TASK DIRECTIONS: Return the lines beginning at the one that contains "the car tire" and continuing to the end of the entries, including both ends, exactly as written and nothing else.

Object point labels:
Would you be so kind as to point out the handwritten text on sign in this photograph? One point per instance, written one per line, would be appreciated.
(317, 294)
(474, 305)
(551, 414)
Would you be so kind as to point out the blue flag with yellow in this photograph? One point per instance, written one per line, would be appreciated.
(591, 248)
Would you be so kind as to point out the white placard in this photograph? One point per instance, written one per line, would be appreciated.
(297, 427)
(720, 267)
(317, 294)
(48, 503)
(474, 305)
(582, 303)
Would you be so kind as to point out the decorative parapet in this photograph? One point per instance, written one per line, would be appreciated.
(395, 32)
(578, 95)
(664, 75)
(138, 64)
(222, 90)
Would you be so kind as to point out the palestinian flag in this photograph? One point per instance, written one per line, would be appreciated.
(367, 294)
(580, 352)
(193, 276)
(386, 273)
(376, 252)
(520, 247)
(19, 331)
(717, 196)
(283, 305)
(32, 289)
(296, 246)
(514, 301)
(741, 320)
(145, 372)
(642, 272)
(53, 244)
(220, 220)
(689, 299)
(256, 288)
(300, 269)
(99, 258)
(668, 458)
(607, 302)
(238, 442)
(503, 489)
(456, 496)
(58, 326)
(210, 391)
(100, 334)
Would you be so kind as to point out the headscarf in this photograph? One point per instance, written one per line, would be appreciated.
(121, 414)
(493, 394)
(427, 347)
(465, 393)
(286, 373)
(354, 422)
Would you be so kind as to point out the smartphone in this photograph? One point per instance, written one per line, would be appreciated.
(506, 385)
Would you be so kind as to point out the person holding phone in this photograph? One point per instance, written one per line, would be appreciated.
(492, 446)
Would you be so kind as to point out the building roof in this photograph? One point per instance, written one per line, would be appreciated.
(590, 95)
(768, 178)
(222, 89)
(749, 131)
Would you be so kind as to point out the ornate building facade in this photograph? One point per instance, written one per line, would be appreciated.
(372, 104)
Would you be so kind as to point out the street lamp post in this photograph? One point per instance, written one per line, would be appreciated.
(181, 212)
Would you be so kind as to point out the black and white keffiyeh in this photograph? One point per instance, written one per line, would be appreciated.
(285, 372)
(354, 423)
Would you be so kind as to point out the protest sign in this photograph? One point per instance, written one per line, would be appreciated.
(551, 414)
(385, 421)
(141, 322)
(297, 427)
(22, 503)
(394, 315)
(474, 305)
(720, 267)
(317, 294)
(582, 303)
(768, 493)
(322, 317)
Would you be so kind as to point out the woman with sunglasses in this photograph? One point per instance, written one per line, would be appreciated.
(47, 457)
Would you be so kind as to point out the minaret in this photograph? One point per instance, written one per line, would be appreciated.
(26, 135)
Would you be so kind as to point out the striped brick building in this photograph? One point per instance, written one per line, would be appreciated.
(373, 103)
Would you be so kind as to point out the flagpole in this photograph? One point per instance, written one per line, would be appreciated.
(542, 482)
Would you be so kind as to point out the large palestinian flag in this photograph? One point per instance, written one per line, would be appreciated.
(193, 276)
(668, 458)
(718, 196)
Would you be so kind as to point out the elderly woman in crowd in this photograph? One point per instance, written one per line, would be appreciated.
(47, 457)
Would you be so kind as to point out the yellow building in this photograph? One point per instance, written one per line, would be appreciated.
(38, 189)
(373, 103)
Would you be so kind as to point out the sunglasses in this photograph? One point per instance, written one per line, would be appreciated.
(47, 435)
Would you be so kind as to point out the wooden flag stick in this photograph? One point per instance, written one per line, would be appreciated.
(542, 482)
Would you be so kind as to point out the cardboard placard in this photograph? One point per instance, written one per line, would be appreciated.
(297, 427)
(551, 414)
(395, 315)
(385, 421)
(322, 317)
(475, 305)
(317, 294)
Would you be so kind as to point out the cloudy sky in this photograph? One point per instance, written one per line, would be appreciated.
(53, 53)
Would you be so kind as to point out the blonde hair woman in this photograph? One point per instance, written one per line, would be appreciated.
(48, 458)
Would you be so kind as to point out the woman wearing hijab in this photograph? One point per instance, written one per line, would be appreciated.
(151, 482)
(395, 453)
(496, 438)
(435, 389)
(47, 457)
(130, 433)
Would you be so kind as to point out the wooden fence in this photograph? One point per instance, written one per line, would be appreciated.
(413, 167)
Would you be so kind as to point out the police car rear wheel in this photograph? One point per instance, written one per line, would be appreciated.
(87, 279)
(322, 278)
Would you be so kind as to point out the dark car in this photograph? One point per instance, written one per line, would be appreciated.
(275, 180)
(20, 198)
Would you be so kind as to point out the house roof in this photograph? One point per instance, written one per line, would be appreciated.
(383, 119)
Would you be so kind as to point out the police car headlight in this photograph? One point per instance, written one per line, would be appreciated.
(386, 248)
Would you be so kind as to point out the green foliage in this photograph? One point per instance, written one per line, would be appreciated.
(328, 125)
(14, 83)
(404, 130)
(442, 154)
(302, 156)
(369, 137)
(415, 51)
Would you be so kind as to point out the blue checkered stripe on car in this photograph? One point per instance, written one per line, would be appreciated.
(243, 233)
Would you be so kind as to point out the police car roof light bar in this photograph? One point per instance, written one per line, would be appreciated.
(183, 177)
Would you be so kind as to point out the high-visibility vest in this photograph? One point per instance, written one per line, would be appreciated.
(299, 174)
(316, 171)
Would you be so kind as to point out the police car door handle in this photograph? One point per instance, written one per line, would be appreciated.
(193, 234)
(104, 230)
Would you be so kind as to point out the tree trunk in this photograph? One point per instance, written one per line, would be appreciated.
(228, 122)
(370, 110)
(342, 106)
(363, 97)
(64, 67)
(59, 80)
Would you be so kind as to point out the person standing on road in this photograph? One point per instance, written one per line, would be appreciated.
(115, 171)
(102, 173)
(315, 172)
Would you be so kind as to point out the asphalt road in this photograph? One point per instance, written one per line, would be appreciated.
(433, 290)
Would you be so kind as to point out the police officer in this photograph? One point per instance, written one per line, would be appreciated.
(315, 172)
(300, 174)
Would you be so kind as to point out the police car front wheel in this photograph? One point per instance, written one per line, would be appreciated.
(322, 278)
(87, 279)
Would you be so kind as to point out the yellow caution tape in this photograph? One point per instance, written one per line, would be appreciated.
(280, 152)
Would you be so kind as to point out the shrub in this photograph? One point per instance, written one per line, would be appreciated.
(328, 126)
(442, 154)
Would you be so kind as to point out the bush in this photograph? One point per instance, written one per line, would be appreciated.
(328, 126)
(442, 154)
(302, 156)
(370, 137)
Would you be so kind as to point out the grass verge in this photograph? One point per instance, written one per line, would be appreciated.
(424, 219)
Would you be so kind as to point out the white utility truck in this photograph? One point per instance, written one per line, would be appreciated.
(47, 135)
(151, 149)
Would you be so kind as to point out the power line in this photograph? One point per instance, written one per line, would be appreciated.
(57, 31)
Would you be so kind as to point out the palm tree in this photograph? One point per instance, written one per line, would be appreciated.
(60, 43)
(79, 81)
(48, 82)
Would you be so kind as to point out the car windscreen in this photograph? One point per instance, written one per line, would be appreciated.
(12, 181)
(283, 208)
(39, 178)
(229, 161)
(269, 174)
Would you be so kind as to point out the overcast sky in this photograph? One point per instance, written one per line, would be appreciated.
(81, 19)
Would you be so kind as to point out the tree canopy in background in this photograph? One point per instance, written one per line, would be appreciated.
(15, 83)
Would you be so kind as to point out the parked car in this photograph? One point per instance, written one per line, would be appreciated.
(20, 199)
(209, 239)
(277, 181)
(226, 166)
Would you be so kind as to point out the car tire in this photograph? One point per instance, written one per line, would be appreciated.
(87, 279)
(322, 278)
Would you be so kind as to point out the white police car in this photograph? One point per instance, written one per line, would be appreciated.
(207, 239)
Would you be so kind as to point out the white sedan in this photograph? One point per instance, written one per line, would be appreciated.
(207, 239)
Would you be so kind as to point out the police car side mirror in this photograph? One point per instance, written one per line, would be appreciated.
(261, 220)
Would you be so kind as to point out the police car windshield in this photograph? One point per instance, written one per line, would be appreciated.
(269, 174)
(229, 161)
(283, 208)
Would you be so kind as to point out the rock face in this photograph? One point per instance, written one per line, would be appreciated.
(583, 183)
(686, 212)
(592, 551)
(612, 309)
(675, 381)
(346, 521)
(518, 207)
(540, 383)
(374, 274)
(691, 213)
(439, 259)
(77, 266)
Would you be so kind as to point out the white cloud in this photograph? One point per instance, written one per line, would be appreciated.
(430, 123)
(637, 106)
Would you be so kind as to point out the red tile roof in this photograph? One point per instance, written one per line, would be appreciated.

TASK ANSWER:
Would you be so kind as to point out the car tire in this photograph? One point per instance, written one per line, would be appreciated.
(87, 279)
(322, 278)
Would you be so kind as to point out the white police car in this photograph? One point per instance, written one per line, would be appreciated.
(207, 239)
Would you be so kind as to point out the white sedan in this photograph? One point per instance, written one per line, would be appreciated.
(207, 239)
Would you be so kind as to point out the police car side mirror in this photograph? One point per instance, written one per line, would be appreciated.
(261, 220)
Would you be so kind as to point out the police car windshield in this photograph? One point per instance, written one per line, would be appreciated.
(269, 174)
(229, 161)
(283, 208)
Would you be so kind as to point out the rock face in this photograph? One point per instance, written one per line, would be appreciated.
(583, 183)
(686, 212)
(592, 551)
(612, 309)
(675, 381)
(346, 521)
(518, 207)
(540, 383)
(374, 274)
(691, 213)
(439, 259)
(77, 266)
Would you be so kind as to point out the white cloud in this photograph? One point per instance, written one per line, would be appreciated.
(430, 123)
(637, 106)
Would you be so kind as to point out the red tile roof in this photograph? One point per instance, written one per line, would be appreciated.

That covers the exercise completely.